[Region segmentation data]
*-*-*

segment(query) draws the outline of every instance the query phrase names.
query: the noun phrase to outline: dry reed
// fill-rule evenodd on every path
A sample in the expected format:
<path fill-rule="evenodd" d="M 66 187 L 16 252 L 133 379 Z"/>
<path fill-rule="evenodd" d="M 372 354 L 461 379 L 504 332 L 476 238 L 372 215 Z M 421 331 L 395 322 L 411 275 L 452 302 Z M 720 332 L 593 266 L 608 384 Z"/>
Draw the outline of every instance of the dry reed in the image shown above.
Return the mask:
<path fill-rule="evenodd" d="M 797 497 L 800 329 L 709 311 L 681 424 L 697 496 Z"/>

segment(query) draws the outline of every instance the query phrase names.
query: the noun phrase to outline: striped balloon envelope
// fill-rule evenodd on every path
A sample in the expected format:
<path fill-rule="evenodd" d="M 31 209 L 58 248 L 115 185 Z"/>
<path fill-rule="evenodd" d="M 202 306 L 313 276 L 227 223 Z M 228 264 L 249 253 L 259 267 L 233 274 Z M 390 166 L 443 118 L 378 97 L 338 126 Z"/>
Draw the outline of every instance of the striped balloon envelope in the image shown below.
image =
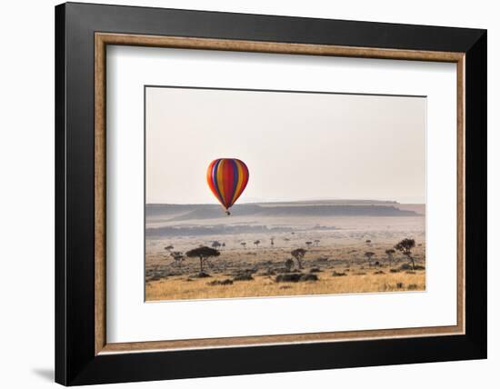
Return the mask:
<path fill-rule="evenodd" d="M 235 158 L 219 158 L 212 161 L 206 170 L 210 190 L 229 214 L 229 208 L 241 195 L 248 183 L 248 168 Z"/>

*-*-*

*DIRECTIONS FOR THIS TASK:* Swap "dry reed" for "cattail" in the entries, starting at the beginning and going on through the line with "797 497 L 800", and give back only those lines with nothing else altered.

*EXPECTED ANSWER:*
segment(query) draws the outline of every instance the query phrase names.
query: the noun phrase to outline: cattail
// fill-rule evenodd on every path
A sample in the expected format:
<path fill-rule="evenodd" d="M 66 187 L 16 252 L 133 379 Z"/>
<path fill-rule="evenodd" d="M 372 354 L 461 379 L 504 332 L 476 238 L 372 215 Z M 421 331 L 395 322 L 411 275 L 452 302 Z M 720 332 L 593 266 L 608 384 Z"/>
Draw the outline of every instance of the cattail in the image shown above.
Return the mask:
<path fill-rule="evenodd" d="M 797 497 L 800 329 L 709 311 L 681 424 L 697 496 Z"/>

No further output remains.